**Exercise task:** Can you give all the records again without altering a single character?

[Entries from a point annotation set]
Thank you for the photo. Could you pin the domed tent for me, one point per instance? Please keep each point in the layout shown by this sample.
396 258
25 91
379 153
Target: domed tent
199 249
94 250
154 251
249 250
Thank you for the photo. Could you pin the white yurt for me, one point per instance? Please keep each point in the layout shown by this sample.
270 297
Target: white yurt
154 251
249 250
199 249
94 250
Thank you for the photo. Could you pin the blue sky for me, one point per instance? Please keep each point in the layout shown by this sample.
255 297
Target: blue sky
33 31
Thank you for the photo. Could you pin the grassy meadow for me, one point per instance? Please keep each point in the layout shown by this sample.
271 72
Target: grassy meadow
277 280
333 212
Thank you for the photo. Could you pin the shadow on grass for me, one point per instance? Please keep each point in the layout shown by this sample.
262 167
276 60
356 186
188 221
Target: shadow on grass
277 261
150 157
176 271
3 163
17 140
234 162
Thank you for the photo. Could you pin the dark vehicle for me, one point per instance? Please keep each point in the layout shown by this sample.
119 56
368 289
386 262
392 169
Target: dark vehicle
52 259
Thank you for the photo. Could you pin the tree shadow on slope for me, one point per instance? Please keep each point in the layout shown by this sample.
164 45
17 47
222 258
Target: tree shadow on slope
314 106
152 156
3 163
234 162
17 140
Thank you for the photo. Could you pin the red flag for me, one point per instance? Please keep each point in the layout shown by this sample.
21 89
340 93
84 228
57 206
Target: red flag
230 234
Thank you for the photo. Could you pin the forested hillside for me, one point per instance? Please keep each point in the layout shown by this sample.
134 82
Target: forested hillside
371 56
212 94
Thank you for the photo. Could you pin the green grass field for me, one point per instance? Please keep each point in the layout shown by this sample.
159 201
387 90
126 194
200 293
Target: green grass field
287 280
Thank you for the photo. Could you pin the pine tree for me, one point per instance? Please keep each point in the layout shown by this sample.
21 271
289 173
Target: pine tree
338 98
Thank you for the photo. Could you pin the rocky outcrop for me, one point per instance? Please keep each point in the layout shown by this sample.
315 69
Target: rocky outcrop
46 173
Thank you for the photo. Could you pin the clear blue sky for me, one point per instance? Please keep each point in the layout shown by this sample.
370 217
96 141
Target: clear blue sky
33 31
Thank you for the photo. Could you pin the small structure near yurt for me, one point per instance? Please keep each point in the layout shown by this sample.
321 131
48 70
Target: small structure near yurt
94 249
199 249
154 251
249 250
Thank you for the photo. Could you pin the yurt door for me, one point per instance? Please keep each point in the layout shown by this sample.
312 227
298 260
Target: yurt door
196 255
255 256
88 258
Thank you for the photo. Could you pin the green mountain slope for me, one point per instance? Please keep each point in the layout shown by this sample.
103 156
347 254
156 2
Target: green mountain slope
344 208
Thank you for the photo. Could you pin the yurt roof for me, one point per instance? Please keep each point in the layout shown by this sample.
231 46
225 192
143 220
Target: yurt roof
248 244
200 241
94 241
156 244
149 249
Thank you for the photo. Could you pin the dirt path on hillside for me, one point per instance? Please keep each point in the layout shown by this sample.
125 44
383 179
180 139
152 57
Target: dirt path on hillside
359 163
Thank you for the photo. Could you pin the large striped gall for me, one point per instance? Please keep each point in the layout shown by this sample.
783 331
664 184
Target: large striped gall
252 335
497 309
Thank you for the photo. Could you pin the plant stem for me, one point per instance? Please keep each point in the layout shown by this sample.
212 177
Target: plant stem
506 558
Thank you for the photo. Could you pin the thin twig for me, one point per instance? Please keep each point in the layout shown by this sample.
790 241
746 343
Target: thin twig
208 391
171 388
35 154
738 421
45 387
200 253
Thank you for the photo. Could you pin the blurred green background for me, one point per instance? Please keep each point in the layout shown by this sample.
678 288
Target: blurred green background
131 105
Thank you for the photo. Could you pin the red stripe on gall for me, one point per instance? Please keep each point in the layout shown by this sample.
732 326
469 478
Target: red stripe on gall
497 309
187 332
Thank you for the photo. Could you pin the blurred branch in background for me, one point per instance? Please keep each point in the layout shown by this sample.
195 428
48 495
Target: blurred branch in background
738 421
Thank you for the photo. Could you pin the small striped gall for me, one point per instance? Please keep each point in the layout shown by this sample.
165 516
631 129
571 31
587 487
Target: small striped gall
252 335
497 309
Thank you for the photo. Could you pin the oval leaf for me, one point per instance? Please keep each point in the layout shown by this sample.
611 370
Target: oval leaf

**Solution to the problem:**
Thank you for the photo. Could you pin the domed tent for me, one point per instance? Please keep each point in the layout shown by this sample.
396 258
25 91
379 153
Target: domed tent
199 249
94 250
154 251
249 250
Thank you for the photo. Could you pin the white yurt for me, one point per instance? Please keep each point in the layout shown by this sample.
270 297
Target: white yurt
154 251
249 250
199 249
94 250
Thank you for the photo. Could you pin the blue sky for me, one point per instance? Please keep each point in the layout shown by this sample.
255 297
Target: blue sky
33 31
Thank you for the photo. Could you pin the grassy meadow for me, one point per instance? Please keep each point in the layout shown by this sample.
271 72
Target: grassy meadow
277 280
333 212
Thank you for the photo. Could you pin the shadow on grass for me, one point per instance? Please keep each point in the layout shown by this sample.
262 167
276 60
356 186
188 221
Target: shadow on grass
277 261
150 157
176 271
3 163
17 140
234 162
Thank you for the photo. Could you pin the dark vehicle for me, one point per instance? Please keep each point in the layout shown by this sample.
119 56
368 289
386 262
392 169
Target: dark vehicle
52 259
Thank you for the photo. Could you pin the tree shadow on slope for me, one point per instance? Please keep each point in the layout shown by this sample.
164 45
17 47
222 258
Target: tree shadow on slope
314 106
152 156
3 163
234 162
17 140
Thank you for the photo. Could you pin the red flag for me, one point per instance? Please keep each point in the layout shown by this sample.
21 89
340 93
84 228
57 206
Target: red flag
230 234
Thank you for the photo. Could you pin the forested hillside for me, one point per instance? Please keep each point in the layout shown by this sample.
134 82
Target: forested hillside
371 56
212 94
Thank you for the photo. Could you pin the green grass field for me, one point per instance? Please keep each point in the layout shown by this sample.
159 201
387 90
126 194
200 293
Target: green grass field
287 280
Thank you for the photo. Could you pin the pine tree for me, one point per instance? Please keep each point in the layout shown by this sample.
21 271
289 173
Target: pine tree
338 98
Thank you for the photo. Could you pin the rocky outcrop for me, one point per instance? Please keep each point in the layout shown by this sample.
315 69
Target: rocky outcrop
46 173
Thank you for the photo. Could you pin the clear blue sky for me, one point per instance? Please keep each point in the layout shown by this sample.
370 217
96 141
Target: clear blue sky
33 31
Thank you for the photo. Could you pin the small structure near yurt for me, one point per instance? Please keep each point in the layout shown by this sample.
321 131
48 70
Target: small structure near yurt
94 249
199 249
154 251
249 250
Thank you for the photo. Could you pin the yurt door for me, one point per instance? Please keep each point in the layout shown by this sample.
312 227
298 260
Target: yurt door
196 255
255 256
88 258
Thank you for the photo. Could you pin the green mountain slope for me, one point per instance? Please keep each point in the layout shown by this sample.
103 156
347 254
156 2
Target: green mountain slope
344 208
Thank you for the photo. Could you pin the yurt roof for me, one point per instance? Please keep each point in the layout shown by this sample.
231 46
225 192
143 220
Target: yurt roof
248 244
200 241
94 241
156 244
149 249
Thank you for the photo. Could you pin the dirt path on hillside for me, one point per instance? Please keep each point in the layout shown by this sample.
125 44
383 179
180 139
152 57
Target: dirt path on hillside
359 163
Thank you for the photo. Could you pin the large striped gall for me, one point per instance? Please keep each point in the layout shown by this sample.
783 331
664 184
Target: large striped gall
252 335
497 309
Thank you for the photo. Could you pin the plant stem for me, one point per instance? Please keep each point in the layout shown by this sample.
212 177
Target: plant stem
506 558
Thank you for the photo. Could you pin the thin twig for me, one point per instance? Please keep each point in the layout shown by this sample.
790 241
746 343
Target: thin twig
208 391
171 388
35 154
738 421
45 387
200 253
Thank you for the photo. Could you pin the blurred green background for me, one point per instance? Please keep each point in the layout shown by this sample.
678 288
Target: blurred green background
131 105
Thank you for the photo. Could you pin the red stripe on gall for me, one point per instance? Please keep each point in the layout shown by this sample.
732 326
469 478
Target: red stripe on gall
497 309
187 332
Thank you for the photo. Could you pin the blurred branch in background for me, one point per instance? Please keep each point in the layout shown by this sample.
195 428
48 495
Target: blurred branch in background
738 421
Thank you for the photo. Could you pin the small striped gall for me, one point per instance? Please keep each point in the layout shown by this sample.
165 516
631 129
571 31
587 487
Target: small striped gall
252 335
497 309
Thank you for the photo. Could you pin the oval leaf for me, one point per instance? Please keep each point in the layout shown by this sample.
611 370
Target: oval leaf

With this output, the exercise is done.